■ Exercise brief
Reproduce the rows below word for word, keeping every line in the same order.

■ Material shown
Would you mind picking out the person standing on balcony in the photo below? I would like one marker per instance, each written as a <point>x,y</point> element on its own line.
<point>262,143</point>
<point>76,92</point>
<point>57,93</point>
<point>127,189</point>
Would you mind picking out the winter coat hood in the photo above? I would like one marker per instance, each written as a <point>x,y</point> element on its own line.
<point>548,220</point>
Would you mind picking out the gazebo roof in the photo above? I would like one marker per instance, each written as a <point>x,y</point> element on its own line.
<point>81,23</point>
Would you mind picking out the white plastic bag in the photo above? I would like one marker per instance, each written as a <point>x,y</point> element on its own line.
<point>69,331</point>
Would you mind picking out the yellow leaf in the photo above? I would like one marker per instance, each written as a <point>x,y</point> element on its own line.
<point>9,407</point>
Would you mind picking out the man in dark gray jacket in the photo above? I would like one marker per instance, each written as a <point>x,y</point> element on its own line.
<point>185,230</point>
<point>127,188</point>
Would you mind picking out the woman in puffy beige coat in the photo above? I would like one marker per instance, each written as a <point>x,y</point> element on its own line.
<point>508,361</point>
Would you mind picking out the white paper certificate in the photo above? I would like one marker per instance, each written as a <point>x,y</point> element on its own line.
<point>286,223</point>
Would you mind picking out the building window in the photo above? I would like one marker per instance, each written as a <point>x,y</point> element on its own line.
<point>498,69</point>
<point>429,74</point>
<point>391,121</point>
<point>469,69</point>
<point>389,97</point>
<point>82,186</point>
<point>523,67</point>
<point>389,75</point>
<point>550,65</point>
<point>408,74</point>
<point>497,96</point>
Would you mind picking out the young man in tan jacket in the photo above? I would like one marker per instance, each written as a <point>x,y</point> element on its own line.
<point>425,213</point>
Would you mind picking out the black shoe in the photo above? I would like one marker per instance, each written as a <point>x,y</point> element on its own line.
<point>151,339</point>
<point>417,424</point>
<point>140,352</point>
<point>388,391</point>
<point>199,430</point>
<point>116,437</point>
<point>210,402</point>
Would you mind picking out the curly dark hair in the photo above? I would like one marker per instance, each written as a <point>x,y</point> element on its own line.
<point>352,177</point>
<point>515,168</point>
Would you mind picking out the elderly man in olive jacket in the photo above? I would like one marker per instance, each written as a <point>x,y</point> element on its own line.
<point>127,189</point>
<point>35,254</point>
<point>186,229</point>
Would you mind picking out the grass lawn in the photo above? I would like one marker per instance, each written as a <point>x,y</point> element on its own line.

■ Full response
Would you mind picking out the person standing on balcony in the photo below? I would like one marker per instance, each written as a <point>x,y</point> element on its own line.
<point>262,143</point>
<point>76,92</point>
<point>57,93</point>
<point>127,189</point>
Would you mind picking out the winter coat hood in the photo above? I would like one marker per instance, each written as a <point>x,y</point> element on its own line.
<point>548,220</point>
Would you mind picking out the gazebo roof in the photo above? I would like one marker per instance, each written as a <point>x,y</point> element on its own line.
<point>81,23</point>
Would you mind picking out the white plastic bag in the photo above? I would like one marker per instance, each written as a <point>x,y</point> element on its own line.
<point>69,331</point>
Would you mind picking out the yellow leaf in the photo above? I would like one marker per instance, each written as a <point>x,y</point> element on its own line.
<point>9,407</point>
Would you mind picking out the man in dark gray jacket in the photo above? I would like one marker per instance, each written as a <point>x,y</point> element on its own line.
<point>185,230</point>
<point>127,188</point>
Would you mind picking out the woman in puffy beige coat in the photo above? I would like one marker per instance, each written as a <point>x,y</point> element on its own line.
<point>508,361</point>
Would you mind picking out the white paper certificate in the photo above? I would like one marker per instance, each written as a <point>x,y</point> element on its own line.
<point>286,223</point>
Would you mind picking out the building window in the photo above? I would like one marker per instance, each written as a <point>x,y</point> element on its own line.
<point>498,69</point>
<point>429,74</point>
<point>391,121</point>
<point>469,69</point>
<point>389,97</point>
<point>82,186</point>
<point>523,67</point>
<point>389,75</point>
<point>550,65</point>
<point>408,74</point>
<point>497,96</point>
Would you mind picking out the young man in tan jacket in the photo above? I would like one marker per instance, each written as a <point>x,y</point> element on its own line.
<point>425,213</point>
Would you mind picking out the black shoe in the photo above? I would like one marker per instance, each written as a <point>x,y</point> element on its own line.
<point>151,339</point>
<point>417,424</point>
<point>140,352</point>
<point>388,391</point>
<point>199,430</point>
<point>116,437</point>
<point>210,402</point>
Would you mind picking out the curly dark hair in the photo above? I would like one marker per instance, each written as a <point>x,y</point> element on its own line.
<point>352,177</point>
<point>515,168</point>
Would you mind picking out the elderly man in olive jacket in the photo above? I would like one marker per instance, each written as a <point>x,y</point> element on its own line.
<point>127,189</point>
<point>35,254</point>
<point>186,229</point>
Would you mind picking out the grass lawn in the photo above? I would like one marker per instance, each written as a <point>x,y</point> element on its own line.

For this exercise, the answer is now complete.